Teks yang Disediakan:
• • • • •
Zaman ini suka berlari. Segala hal ingin dicapai dengan cepat: informasi, keuntungan, pertumbuhan ekonomi. Kita bangga ketika jalan diperlebar, hutan dibuka, dan bukit diratakan. Dalam narasi yang disusun rapi oleh penguasa dan pengusaha, semua ini kerap disebut “kemajuan”. Namun ketika kita berhenti sejenak dan menatap langit yang kian buram, sungai yang mengering, serta udara yang kian sesak, kita tahu ada yang tidak beres.
Kita hidup dalam kontradiksi yang tak lagi malu-malu: membanggakan kecepatan zaman sambil membiarkan fondasinya retak. Atas nama modernisasi, alam diperlakukan seperti objek tanpa nyawa: ditambang, ditebang, diperah habis-habisan. Tapi untuk apa kemajuan dikejar, jika dunia tempat kita hidup justru ditinggalkan dalam puing-puing?
Paradoks ini, seperti kata Yuval Noah Harari, lahir sejak manusia mulai menggantikan keterhubungannya dengan alam dengan mesin-mesin industri. Kemajuan bukan lagi tentang kedekatan manusia dengan bumi, tapi tentang seberapa jauh manusia bisa meninggalkannya. Bahkan merusaknya. Perlahan. Tapi dalam sejarah yang panjang, tak ada satu pun peradaban yang selamat ketika mereka menghancurkan tanah tempat mereka berpijak.
Di banyak peradaban kuno, alam bukanlah benda mati. Ia bukan objek yang bisa ditaklukkan begitu saja, apalagi diperas hingga tandus. Dalam tradisi kuno, seperti Taoisme dan Hinduisme, alam adalah guru yang sabar, menyampaikan pelajaran tentang keseimbangan, keheningan, dan ketepatan waktu. Dalam Islam, secara filosofis, alam disebut sebagai “ayat”: tanda-tanda kebesaran Tuhan, bukan komoditas yang bisa dihitung hanya dengan rupiah per hektar.
• • • • •
Materi:
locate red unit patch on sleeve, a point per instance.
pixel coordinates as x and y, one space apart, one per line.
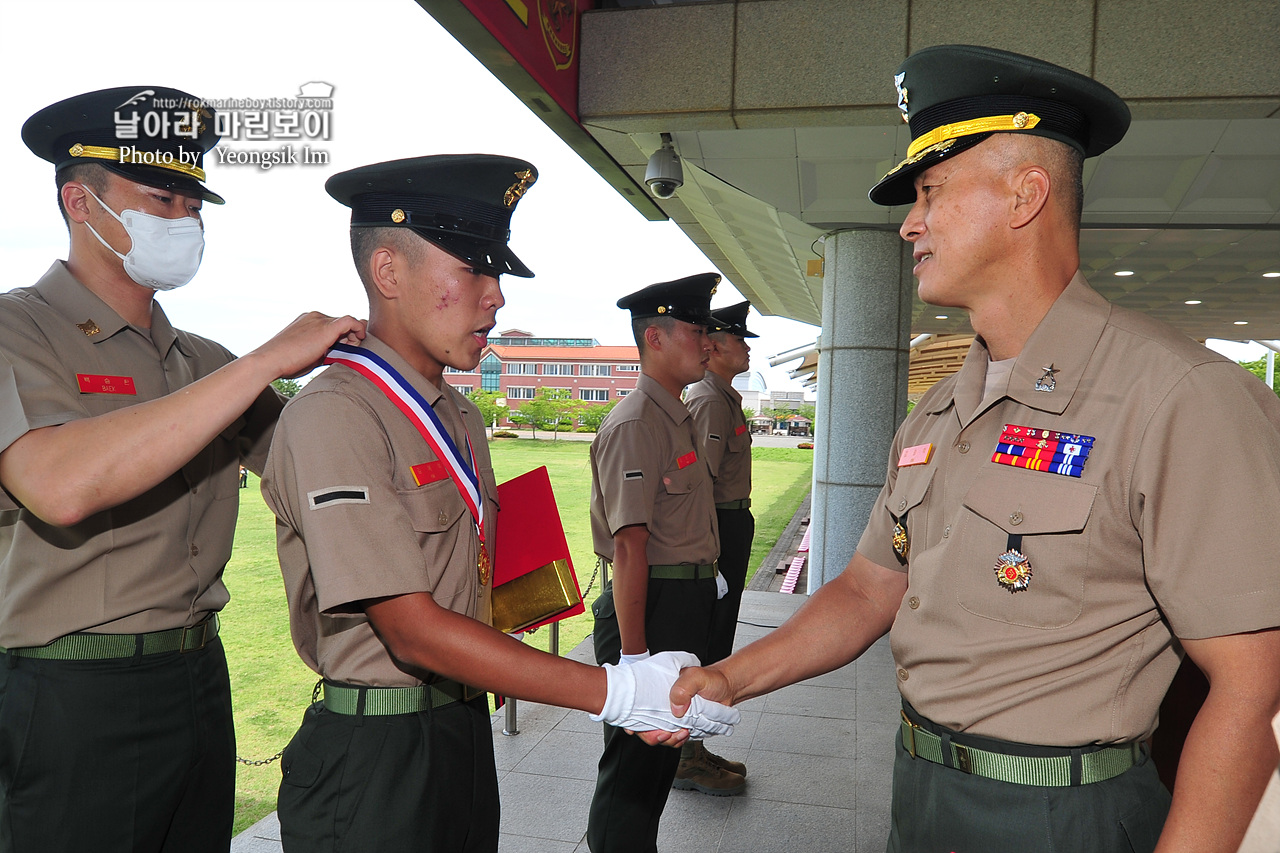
430 471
• • • • •
Tugas yang Diminta:
(1) Dalam Islam, alam disebut sebagai apa menurut teks yang disediakan?
(2) Sebutkan semua pelajaran yang menurut teks yang disediakan disampaikan alam sebagai guru dalam tradisi kuno.
(3) Tuliskan kembali bagian teks yang disediakan mulai dari "Kita hidup dalam" sampai dengan "ditinggalkan dalam puing-puing?".
Daftar di atas merupakan bahan terpisah dari teks yang disediakan.

Jawaban Berurutan:
(1) Secara filosofis, alam disebut sebagai "ayat", yaitu tanda-tanda kebesaran Tuhan.

(2) Keseimbangan, keheningan, dan ketepatan waktu.

(3)
Kita hidup dalam kontradiksi yang tak lagi malu-malu: membanggakan kecepatan zaman sambil membiarkan fondasinya retak. Atas nama modernisasi, alam diperlakukan seperti objek tanpa nyawa: ditambang, ditebang, diperah habis-habisan. Tapi untuk apa kemajuan dikejar, jika dunia tempat kita hidup justru ditinggalkan dalam puing-puing?